__Extrait du texte__
◆ ◆ ◆ ◆ ◆ ◆ ◆
Médée est folle de colère, de jalousie, déborde d'une soif de vengeance qui va l'emporter jusqu'au meurtre de sa rivale et à l'infanticide pour se venger de son mari. Elle est dans la démesure, la destruction mais aussi l'auto-destruction. Et pourtant dans ce monstre, on se surprend à la pitié car son époux l'a en effet traitée de manière injuste. Tout au long de la pièce, la tension va monter, car comme le dit le coryphée: - Citation :
- LA CORYPHÉE : Terrible et difficile à guérir est généralement la colère quand ce sont des êtres chers que met aux prises la discorde.
Médée refuse tout compromis. Sa violence se déchaîne et rien ne peut l’arrêter. Même l'amour pour ses enfants n'est pas suffisant pour les laisser vivre. Elle doute, hésite, mais finalement commet l'irréparable Ce texte est très impressionnant. Si vous voulez le lire, il est disponible ici Et vous, avez-vous lu certaines de ces pièces ? Qu'en avez-vous pensé ? |
| | | Popila Bookworm
| Sujet: Re: La tragédie grecque: Eschyle, Sophocle, Euripide Dim 19 Déc - 19:23 | |
| Comme j'ai fait des études de lettres classiques, je connais assez bien ces auteurs, dont j'ai traduit de nombreux extraits. Le plus difficile est sans doute Eschyle, mais la pièce intitulée Les Perses, qui évoque les guerres qui opposa les Grecs aux Perses, est fascinante.
◆ ◆ ◆ ◆ ◆ ◆ ◆
__Données fournies__
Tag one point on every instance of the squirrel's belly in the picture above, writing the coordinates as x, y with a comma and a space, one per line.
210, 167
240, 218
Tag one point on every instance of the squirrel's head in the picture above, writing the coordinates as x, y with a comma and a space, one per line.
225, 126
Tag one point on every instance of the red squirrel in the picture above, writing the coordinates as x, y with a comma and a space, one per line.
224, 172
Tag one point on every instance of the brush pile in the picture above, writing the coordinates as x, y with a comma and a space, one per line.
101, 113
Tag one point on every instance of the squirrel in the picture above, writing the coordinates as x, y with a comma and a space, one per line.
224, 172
◆ ◆ ◆ ◆ ◆ ◆ ◆
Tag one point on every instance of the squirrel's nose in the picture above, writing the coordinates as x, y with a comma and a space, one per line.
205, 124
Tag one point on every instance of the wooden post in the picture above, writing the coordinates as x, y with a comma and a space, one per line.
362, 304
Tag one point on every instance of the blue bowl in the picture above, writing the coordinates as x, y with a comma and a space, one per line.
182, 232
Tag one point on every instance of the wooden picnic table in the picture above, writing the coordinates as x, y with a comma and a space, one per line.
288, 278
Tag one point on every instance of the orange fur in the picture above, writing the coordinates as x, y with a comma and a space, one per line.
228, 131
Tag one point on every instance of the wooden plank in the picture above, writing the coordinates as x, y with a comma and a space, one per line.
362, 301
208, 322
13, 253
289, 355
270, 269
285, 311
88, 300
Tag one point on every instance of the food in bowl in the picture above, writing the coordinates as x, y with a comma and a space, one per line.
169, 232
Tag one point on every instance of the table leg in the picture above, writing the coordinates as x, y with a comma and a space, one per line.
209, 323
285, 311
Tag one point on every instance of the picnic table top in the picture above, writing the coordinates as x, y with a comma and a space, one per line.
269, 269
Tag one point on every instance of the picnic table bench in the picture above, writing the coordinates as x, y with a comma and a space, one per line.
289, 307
◆ ◆ ◆ ◆ ◆ ◆ ◆
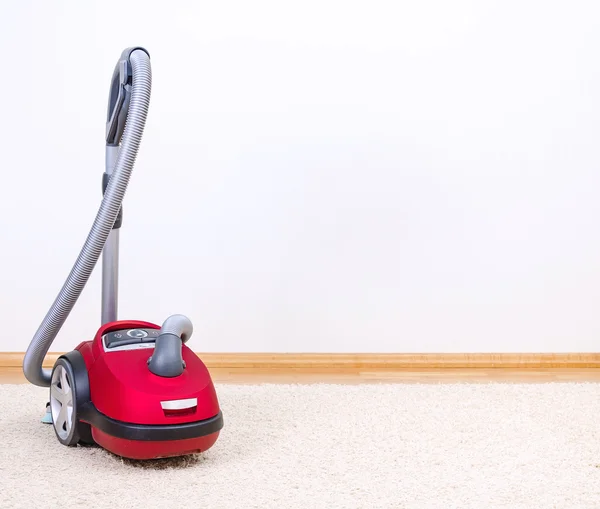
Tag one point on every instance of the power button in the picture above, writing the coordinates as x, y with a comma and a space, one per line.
◆ ◆ ◆ ◆ ◆ ◆ ◆
__Consignes__
(1) Traduisez en anglais la phrase de l'extrait sur Médée « Même l'amour pour ses enfants n'est pas suffisant pour les laisser vivre. »
(2) Reproduisez à l'identique le passage de l'extrait sur Médée commençant par « Médée refuse tout » et se terminant par « Perses, est fascinante. ».
Les données constituent un matériau distinct de l'extrait.

__Résultats attendus__
(1) Even her love for her children is not enough to let them live.

(2)
Médée refuse tout compromis. Sa violence se déchaîne et rien ne peut l’arrêter. Même l'amour pour ses enfants n'est pas suffisant pour les laisser vivre. Elle doute, hésite, mais finalement commet l'irréparable Ce texte est très impressionnant. Si vous voulez le lire, il est disponible ici Et vous, avez-vous lu certaines de ces pièces ? Qu'en avez-vous pensé ? |
| | | Popila Bookworm
| Sujet: Re: La tragédie grecque: Eschyle, Sophocle, Euripide Dim 19 Déc - 19:23 | |
| Comme j'ai fait des études de lettres classiques, je connais assez bien ces auteurs, dont j'ai traduit de nombreux extraits. Le plus difficile est sans doute Eschyle, mais la pièce intitulée Les Perses, qui évoque les guerres qui opposa les Grecs aux Perses, est fascinante.